▶ Articolo di riferimento:
--- --- ---

AFRICA

In aula il documento che scagiona i Ricci, i due italiani che rischiano l’ergastolo in Kenya

Dal Nostro Inviato Speciale
Massimo A. Alberizzi
Nairobi, 5 aprile 2006
Colpo di scena al processo contro due italiani, Angelo Ricci, 70 anni di Foggia, e sua moglie Estella Duminga Furuli, 43 anni, calabrese di origine argentina, accusati di traffico di droga, 1,2 tonnellate per un valore di 70 milioni di euro. Il loro avvocato, John Khaminwa, ha presentato alla corte, attraverso il suo assistito, il documento che scagiona la coppia, già pubblicato nei giorni scorsi dal Corriere. Si tratta di una lettera scritta il 25 aprile 2005 da Oriri Onyango, il sostituto procuratore che in questo processo sta chiedendo la condanna dei Ricci (rischiano anche l’ergastolo). Onyango dichiara in sostanza che non ci sono prove contro i due italiani e nulla che possa collegarli «direttamente o indirettamente» all’ingente traffico.

LETTERA LETTA IN AULA
– Il giudice Aggrey Muchelule si è riservato di ammettere il documento agli atti del processo (la sua decisione sarà resa pubblica martedì mattina), ma la lettera è stata letta ad alta voce in aula e i giornalisti hanno avuto il tempo di ricopiarla. Oriri Onyango ora dovrà spiegare davanti all’opinione pubblica del suo Paese perché tiene in carcere da 14 mesi nelle fetide galere keniote due italiani che lui stesso giudica, e l’ha scritto a chiare lettere, “innocenti”. In corte Onyango e Khaminwa hanno battagliato a lungo a colpi di articoli del codice, mentre Marco Barberis, l’attento diplomatico incaricato dall’ambasciata italiana di seguire il caso, cercava di tradurre ad Angelo Ricci il serrato dibattito tra l’avvocato degli italiani, che insisteva perché il documento fosse acquisito agli atti, e l’accusatore, che balbettando perché sorpreso dalla mossa della difesa, prima ammetteva di aver scritto la lettera, poi chiedeva una perizia calligrafica sulla sua firma, suscitando l’ilarità perfino del giudice Muchelule.

--- --- ---

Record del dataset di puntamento
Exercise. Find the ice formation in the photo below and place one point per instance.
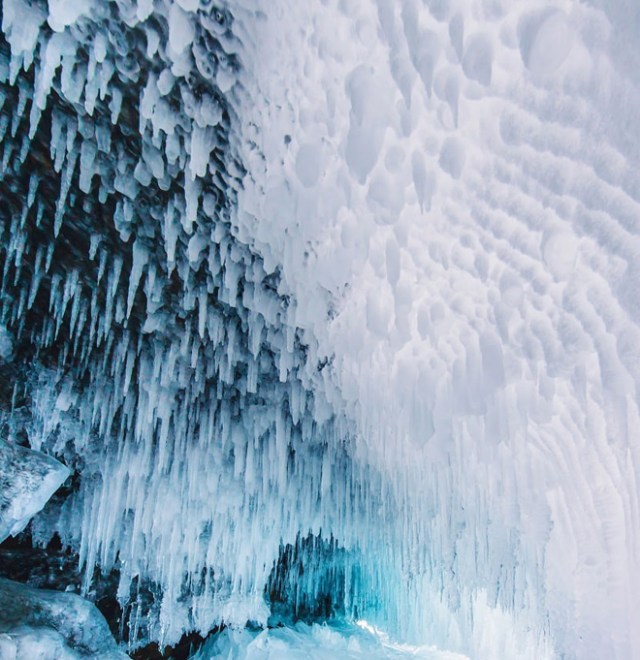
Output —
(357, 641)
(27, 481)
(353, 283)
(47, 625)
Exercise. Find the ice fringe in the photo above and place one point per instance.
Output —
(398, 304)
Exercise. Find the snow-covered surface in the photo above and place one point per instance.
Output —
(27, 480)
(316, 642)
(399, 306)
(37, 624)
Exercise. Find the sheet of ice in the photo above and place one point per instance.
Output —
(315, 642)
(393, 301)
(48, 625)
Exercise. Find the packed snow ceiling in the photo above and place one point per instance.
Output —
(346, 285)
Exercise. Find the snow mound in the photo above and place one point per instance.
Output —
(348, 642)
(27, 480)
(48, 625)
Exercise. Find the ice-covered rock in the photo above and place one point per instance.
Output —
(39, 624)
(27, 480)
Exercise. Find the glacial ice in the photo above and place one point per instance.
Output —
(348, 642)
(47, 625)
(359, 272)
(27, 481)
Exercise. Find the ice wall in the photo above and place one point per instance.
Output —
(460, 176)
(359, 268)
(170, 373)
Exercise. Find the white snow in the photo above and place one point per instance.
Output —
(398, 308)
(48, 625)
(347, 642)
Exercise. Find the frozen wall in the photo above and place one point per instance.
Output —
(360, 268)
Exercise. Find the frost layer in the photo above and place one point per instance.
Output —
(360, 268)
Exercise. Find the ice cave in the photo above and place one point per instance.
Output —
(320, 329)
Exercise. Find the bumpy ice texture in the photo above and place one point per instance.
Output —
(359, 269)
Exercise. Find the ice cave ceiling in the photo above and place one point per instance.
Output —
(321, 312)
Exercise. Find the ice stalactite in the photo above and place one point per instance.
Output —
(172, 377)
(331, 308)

--- --- ---

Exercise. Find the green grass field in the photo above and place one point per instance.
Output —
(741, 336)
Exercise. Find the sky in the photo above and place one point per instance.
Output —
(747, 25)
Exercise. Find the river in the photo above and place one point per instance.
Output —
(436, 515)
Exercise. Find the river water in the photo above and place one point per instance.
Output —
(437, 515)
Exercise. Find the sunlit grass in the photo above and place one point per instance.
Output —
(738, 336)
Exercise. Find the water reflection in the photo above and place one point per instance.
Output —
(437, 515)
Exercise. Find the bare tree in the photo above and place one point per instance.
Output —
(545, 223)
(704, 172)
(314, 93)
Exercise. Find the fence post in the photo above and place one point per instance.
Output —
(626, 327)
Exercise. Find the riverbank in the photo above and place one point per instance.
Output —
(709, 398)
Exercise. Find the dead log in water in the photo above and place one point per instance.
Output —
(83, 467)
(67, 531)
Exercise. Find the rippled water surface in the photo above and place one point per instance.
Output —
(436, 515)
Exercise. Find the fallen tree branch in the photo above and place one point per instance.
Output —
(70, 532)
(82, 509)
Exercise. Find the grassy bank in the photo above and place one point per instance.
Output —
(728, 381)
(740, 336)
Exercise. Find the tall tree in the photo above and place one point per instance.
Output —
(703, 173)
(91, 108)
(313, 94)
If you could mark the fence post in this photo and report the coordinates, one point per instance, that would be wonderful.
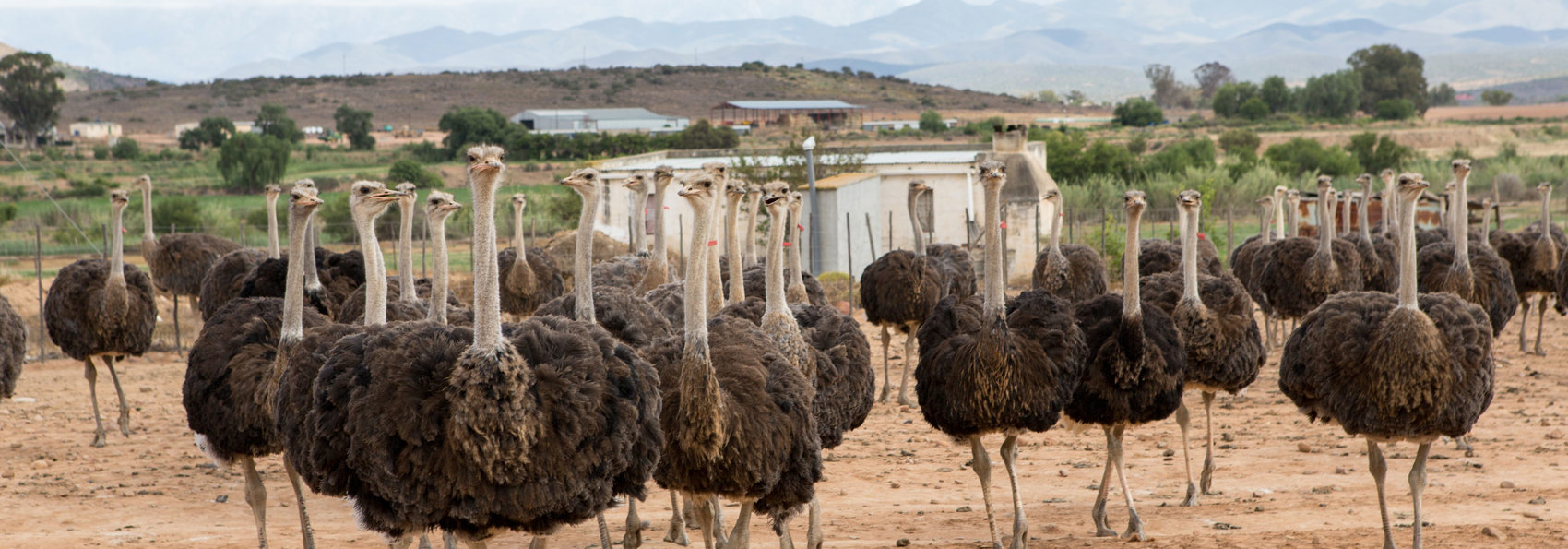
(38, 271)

--- --- ---

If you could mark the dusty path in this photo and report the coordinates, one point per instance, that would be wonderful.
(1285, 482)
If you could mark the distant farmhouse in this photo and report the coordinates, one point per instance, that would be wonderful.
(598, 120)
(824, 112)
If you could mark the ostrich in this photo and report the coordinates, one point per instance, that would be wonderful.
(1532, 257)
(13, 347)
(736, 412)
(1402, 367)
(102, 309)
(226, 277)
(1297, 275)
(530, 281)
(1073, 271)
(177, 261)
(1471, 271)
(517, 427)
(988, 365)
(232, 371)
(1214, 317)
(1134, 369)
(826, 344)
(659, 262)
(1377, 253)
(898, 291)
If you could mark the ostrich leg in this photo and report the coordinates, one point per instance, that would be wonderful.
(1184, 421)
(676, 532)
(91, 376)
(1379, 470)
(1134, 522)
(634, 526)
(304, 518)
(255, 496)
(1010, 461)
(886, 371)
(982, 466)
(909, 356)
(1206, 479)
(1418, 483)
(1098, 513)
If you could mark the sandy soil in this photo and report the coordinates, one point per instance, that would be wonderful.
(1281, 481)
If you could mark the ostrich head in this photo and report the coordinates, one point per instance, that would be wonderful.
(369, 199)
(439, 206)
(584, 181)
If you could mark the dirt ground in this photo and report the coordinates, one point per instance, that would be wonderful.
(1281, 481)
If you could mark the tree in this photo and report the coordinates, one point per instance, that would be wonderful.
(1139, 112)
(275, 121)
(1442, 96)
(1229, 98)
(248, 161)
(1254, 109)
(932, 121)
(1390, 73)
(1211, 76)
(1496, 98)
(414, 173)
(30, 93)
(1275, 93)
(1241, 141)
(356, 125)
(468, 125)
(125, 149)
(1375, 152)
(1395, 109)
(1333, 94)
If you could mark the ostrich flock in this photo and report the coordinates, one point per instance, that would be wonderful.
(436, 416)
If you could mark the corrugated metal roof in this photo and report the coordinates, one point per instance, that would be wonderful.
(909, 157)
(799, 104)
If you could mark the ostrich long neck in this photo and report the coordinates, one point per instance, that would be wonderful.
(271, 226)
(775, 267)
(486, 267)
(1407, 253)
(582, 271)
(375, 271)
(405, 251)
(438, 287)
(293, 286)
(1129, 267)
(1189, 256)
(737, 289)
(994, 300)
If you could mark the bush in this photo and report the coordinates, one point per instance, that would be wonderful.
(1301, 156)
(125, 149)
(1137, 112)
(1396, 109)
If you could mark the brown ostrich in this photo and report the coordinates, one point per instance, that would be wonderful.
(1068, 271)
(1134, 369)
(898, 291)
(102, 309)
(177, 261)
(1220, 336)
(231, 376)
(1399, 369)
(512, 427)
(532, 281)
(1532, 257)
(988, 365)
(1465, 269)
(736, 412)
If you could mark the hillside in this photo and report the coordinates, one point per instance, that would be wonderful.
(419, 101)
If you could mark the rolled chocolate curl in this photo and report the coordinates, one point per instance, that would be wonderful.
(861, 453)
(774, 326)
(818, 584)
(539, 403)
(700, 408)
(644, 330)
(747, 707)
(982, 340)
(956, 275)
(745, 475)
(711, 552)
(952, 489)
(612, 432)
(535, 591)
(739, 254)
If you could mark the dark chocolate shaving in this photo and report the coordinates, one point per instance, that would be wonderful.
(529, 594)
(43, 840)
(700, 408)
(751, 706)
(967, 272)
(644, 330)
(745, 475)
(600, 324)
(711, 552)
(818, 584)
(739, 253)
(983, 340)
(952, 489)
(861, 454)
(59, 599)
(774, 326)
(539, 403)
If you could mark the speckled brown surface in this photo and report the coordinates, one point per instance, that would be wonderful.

--- --- ---

▶ Attività da svolgere:
- a) Secondo l'articolo sul processo ai Ricci, perché il comportamento del sostituto procuratore in aula ha suscitato l'ilarità perfino del giudice Muchelule? Risponda in una o due frasi.
- b) Nell'articolo sul processo ai Ricci, quando sarà resa pubblica la decisione del giudice sull'ammissione del documento agli atti?
- c) Prosegua l'articolo sul processo ai Ricci riprendendo subito dopo l'ultima frase riportata.

▶ Elenco delle risposte:
- a) Perché Oriri Onyango, colto di sorpresa dalla mossa della difesa, ha prima ammesso di aver scritto la lettera che scagiona i Ricci. Subito dopo ha chiesto una perizia calligrafica sulla propria firma.

- b) Martedì mattina.

- c)
LA VICENDA – I due Ricci, che si sono sempre dichiarati innocenti, sono stati arrestati il 14 dicembre 2004 quando, in una villa che loro avevano in gestione e affittato a un gruppo di olandesi, sono stati trovati 800 chili di cocaina. Gli inquilini della casa erano scappati poche ore prima e la coppia si era presentata spontaneamente alla polizia per sapere cos’era successo. In un altro raid a Nairobi, gli agenti avevano sequestrato altri 400 chili di droga. Pochi giorni prima l’antinarcotici olandese aveva inviato ai loro omologhi kenioti una nota dettagliata e precisa sulla presenza in Kenya di almeno tre tonnellate di polvere bianca, chiedendo un’azione “immediata” per sequestrare la partita di narcotici e arrestare i trafficanti. Ma gli agenti africani hanno impiegato sei giorni a intervenire, lasciando quindi ai veri registi del mastodontico affare tutto il tempo di scappare.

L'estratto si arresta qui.